(Input for this task):

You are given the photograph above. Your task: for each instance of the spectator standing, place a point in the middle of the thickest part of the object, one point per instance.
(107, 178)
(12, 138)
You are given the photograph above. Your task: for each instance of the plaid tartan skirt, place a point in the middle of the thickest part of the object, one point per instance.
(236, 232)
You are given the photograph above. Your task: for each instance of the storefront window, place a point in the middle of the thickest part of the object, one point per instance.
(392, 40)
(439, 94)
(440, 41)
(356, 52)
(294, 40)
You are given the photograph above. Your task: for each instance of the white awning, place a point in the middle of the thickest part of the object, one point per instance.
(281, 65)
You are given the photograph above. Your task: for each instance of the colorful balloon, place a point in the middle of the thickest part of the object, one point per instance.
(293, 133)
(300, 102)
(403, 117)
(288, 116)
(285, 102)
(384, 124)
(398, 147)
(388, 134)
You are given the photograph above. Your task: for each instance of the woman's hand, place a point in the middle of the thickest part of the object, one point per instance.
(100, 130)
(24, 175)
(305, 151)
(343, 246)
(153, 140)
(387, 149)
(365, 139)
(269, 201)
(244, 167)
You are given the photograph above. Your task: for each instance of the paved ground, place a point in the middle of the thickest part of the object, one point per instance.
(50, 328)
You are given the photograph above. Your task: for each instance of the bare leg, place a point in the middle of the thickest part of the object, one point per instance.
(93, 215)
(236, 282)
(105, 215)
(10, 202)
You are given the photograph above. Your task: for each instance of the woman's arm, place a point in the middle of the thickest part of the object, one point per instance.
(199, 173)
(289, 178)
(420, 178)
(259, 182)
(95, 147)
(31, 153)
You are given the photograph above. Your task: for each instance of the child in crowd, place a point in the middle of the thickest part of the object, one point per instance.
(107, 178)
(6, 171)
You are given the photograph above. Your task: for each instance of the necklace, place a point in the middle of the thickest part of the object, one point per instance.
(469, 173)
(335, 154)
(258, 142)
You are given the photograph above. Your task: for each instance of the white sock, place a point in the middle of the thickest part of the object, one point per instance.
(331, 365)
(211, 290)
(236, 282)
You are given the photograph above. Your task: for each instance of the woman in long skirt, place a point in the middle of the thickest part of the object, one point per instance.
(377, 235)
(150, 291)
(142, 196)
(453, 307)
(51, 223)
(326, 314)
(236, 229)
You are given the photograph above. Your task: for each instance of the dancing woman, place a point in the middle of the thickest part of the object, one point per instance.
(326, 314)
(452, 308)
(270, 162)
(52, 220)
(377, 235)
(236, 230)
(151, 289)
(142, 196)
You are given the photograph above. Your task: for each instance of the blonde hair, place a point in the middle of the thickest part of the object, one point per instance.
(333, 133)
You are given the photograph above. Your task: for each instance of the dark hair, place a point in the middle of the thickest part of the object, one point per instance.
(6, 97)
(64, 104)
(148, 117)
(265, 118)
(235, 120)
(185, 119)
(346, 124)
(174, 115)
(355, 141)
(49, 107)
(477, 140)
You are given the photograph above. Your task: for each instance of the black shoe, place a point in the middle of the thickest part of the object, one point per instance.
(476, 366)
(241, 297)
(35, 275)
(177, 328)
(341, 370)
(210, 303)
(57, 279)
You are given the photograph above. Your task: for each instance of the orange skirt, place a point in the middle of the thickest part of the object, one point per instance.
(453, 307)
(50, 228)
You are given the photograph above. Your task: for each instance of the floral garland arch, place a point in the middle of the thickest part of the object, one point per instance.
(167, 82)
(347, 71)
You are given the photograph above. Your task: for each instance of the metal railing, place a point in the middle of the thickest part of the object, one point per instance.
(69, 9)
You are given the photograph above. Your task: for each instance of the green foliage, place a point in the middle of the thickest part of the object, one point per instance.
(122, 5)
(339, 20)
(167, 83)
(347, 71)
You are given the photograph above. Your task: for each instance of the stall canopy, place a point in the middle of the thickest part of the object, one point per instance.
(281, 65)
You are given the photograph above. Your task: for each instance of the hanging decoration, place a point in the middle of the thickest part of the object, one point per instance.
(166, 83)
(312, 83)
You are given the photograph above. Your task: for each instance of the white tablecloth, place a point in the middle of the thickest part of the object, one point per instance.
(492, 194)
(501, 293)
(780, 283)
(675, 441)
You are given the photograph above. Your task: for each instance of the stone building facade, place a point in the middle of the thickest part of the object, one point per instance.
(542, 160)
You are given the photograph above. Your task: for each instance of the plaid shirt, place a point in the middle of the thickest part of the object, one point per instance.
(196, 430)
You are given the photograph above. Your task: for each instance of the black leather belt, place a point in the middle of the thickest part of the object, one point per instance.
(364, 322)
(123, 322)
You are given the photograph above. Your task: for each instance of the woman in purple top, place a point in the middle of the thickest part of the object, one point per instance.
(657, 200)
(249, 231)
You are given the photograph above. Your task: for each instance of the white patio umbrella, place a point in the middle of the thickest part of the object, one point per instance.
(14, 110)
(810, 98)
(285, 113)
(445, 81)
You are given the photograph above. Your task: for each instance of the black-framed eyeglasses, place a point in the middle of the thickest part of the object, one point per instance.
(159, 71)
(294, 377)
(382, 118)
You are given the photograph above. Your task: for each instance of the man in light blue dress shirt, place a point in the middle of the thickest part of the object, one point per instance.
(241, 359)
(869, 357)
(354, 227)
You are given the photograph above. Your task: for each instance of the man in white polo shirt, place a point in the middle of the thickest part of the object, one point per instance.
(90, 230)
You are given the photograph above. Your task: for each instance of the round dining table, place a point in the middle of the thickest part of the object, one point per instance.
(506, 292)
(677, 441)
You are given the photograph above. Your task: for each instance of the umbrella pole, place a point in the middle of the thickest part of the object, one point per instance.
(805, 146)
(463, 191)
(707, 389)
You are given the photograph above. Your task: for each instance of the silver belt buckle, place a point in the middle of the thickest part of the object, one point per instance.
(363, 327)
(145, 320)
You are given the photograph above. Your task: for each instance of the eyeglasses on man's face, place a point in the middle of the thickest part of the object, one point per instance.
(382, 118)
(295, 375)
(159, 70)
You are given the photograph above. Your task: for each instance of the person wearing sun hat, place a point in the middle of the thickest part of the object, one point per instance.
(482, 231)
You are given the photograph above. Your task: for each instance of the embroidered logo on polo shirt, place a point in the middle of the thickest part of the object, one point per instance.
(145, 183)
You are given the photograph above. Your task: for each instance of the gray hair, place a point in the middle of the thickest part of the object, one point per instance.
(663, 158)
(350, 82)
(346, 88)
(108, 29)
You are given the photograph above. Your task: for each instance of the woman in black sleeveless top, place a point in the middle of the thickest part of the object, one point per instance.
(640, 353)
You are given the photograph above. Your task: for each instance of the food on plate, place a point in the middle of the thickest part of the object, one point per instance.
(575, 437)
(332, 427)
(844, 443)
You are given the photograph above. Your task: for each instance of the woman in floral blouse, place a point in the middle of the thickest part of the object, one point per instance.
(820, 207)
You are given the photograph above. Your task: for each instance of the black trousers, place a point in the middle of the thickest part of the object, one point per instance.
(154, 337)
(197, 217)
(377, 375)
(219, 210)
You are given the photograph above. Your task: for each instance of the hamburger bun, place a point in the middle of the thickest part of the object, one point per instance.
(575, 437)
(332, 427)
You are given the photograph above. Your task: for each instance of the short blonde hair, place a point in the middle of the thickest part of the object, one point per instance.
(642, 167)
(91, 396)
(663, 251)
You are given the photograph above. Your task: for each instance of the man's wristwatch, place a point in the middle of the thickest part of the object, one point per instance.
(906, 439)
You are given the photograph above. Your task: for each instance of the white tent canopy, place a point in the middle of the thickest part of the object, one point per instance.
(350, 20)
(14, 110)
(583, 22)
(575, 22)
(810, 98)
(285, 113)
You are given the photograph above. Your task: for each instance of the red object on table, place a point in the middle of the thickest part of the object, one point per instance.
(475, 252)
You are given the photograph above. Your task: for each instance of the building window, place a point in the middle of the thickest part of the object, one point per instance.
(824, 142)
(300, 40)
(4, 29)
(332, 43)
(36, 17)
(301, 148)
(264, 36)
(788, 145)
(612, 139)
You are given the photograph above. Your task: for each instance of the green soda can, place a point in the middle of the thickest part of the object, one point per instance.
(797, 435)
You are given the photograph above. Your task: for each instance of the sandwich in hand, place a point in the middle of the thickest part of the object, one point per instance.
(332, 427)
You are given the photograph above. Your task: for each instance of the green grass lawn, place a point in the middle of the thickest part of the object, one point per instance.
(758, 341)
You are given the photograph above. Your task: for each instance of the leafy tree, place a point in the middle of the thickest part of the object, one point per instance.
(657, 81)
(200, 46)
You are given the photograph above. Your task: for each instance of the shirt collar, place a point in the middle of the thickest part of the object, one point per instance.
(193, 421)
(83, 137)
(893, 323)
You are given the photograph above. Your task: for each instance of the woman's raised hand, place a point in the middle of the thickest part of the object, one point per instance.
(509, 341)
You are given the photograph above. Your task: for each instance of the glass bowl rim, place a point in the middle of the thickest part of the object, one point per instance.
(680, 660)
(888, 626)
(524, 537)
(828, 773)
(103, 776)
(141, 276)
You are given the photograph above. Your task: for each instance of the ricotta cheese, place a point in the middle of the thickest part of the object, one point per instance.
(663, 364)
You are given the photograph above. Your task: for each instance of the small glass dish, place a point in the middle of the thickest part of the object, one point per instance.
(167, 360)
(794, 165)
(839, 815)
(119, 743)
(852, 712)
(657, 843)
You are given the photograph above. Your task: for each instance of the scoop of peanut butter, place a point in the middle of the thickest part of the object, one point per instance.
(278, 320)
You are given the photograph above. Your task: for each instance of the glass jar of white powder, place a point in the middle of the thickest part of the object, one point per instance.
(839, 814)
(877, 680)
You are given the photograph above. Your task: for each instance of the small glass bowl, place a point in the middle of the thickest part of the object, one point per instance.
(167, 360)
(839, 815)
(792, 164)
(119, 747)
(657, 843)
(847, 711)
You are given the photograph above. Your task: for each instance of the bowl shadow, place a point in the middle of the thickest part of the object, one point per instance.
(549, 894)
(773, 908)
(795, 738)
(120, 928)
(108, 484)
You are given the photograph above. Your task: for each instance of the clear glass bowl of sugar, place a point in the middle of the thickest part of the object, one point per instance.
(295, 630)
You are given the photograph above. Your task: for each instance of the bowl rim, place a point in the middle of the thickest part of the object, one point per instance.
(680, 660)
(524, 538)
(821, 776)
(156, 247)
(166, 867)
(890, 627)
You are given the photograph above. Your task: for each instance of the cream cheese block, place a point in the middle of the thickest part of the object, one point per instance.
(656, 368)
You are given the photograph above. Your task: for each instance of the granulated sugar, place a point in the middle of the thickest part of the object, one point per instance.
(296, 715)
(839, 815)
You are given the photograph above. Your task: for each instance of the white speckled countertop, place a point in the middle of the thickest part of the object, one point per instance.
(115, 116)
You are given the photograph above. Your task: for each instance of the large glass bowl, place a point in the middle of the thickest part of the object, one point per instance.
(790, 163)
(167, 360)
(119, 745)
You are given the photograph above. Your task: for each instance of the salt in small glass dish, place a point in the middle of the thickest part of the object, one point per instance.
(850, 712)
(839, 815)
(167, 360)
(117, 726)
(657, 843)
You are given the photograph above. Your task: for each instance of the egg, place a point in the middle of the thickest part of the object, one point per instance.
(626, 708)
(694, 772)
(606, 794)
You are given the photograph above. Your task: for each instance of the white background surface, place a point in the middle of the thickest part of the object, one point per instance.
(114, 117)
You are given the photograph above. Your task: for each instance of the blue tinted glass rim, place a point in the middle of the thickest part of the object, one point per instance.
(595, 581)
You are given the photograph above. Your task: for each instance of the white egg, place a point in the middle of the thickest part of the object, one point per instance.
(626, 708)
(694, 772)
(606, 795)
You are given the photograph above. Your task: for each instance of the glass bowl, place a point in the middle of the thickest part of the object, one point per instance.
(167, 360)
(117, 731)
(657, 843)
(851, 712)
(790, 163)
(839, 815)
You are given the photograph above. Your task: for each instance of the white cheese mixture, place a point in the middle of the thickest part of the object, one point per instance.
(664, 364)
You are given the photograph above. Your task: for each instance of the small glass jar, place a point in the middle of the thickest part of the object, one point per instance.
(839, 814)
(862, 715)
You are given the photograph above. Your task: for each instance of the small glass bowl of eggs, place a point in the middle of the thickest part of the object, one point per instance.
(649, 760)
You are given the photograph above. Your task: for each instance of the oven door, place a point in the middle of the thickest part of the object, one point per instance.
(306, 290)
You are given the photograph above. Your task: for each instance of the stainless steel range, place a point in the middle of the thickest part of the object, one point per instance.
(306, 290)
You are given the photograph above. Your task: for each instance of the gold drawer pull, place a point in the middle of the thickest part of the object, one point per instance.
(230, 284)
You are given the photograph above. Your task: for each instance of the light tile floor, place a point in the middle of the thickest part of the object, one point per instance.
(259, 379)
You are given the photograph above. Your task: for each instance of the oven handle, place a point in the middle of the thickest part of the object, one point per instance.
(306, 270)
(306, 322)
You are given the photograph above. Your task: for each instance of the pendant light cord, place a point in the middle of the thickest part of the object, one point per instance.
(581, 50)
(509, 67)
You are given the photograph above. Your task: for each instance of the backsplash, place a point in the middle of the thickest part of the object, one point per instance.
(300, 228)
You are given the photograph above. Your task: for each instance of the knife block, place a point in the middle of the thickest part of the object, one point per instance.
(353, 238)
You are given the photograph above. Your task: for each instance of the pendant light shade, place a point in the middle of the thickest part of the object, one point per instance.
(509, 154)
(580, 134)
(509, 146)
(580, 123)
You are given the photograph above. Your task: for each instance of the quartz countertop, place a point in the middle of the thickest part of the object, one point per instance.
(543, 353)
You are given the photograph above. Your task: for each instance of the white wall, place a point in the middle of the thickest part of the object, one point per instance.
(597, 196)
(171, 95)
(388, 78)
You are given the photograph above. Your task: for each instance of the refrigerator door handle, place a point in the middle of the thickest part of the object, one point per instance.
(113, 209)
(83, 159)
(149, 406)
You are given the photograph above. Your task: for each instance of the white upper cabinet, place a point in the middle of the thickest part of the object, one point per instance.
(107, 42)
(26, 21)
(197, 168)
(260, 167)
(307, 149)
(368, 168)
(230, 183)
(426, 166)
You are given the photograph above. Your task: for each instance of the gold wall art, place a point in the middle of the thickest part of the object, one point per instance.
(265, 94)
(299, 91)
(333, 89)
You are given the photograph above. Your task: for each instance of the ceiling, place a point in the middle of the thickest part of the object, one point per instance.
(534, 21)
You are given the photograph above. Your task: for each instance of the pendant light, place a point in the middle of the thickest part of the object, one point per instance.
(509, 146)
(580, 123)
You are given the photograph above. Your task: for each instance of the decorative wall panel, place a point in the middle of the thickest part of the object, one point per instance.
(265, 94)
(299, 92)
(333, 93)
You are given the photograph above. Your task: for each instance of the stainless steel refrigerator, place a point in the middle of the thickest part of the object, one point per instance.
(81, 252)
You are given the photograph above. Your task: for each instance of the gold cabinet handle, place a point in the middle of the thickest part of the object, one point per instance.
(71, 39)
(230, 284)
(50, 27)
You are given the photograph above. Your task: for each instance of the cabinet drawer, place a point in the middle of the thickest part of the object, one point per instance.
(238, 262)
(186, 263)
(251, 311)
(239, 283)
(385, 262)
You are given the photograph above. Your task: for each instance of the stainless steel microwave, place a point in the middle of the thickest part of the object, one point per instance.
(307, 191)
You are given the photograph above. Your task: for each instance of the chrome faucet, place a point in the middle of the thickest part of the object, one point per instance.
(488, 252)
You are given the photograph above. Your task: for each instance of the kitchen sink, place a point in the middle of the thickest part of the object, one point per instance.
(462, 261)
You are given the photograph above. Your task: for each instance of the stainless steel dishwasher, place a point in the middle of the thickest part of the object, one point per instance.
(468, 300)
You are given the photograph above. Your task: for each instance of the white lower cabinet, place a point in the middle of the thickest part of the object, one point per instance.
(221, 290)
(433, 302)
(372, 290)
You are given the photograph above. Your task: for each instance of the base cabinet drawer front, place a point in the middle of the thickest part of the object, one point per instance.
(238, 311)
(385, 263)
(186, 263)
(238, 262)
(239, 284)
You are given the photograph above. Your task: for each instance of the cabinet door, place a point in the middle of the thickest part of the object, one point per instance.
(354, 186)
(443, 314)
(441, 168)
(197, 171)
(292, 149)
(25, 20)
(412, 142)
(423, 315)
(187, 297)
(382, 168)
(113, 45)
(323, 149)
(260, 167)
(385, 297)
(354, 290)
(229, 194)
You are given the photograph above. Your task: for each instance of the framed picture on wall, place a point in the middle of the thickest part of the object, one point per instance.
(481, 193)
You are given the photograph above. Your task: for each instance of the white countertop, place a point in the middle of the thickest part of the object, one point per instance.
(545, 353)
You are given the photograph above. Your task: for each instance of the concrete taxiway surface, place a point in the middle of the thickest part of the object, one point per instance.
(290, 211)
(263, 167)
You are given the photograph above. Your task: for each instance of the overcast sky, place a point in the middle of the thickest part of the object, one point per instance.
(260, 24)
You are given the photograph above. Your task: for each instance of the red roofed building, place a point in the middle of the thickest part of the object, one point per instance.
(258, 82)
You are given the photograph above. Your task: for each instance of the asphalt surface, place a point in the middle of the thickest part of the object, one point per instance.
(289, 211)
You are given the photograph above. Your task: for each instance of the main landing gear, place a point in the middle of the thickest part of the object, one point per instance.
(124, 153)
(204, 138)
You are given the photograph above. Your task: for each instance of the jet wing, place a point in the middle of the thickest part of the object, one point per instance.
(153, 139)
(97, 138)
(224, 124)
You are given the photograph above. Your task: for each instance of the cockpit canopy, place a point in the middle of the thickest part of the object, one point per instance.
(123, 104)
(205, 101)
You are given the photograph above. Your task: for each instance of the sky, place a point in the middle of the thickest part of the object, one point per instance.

(Task statement): Return the line that contains "of the main" and all lines after it, verbatim, and nothing else.

(Answer for this exercise):
You are given the photograph above. Your task: for each instance of the main landing gear, place a point in the middle of the thickest part of the object, one point per instance.
(124, 153)
(204, 138)
You are given the photograph above. Your task: for each instance of the jet wing, place a point in the middle of the thickest part of the object, one point per instance.
(153, 139)
(97, 138)
(224, 124)
You are given the photograph above. Your task: for each instance of the cockpit canopy, place a point in the middle of the thickest part of the object, one point per instance.
(123, 104)
(205, 101)
You are given the photograph above. Your task: for each instance of the sky, place a point in the middle of the thickest part of the object, one point per instance.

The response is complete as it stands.